> **PROBLEM REQUIREMENTS**
Please quote every line of the records below word for word, leaving out the pictures.

[Extracted data entries]

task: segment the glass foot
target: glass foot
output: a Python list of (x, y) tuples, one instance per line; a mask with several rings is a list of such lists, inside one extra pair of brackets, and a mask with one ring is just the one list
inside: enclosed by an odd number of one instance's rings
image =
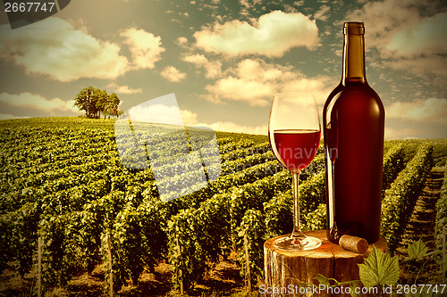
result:
[(309, 251), (321, 245), (321, 240), (311, 236), (283, 235), (276, 239), (274, 245), (278, 250), (283, 251)]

> **WRITTEN ANSWER**
task: segment the glass foot
target: glass foot
output: a Python list of (x, y) tuples, one instance per line; a mask with several rings is a list of such lists, inside one extra pair of brackets, and a mask with one ring is just the one list
inside: enclosed by an odd number of one instance's rings
image =
result:
[(309, 251), (321, 245), (321, 240), (311, 236), (283, 235), (276, 239), (274, 245), (278, 250), (283, 251)]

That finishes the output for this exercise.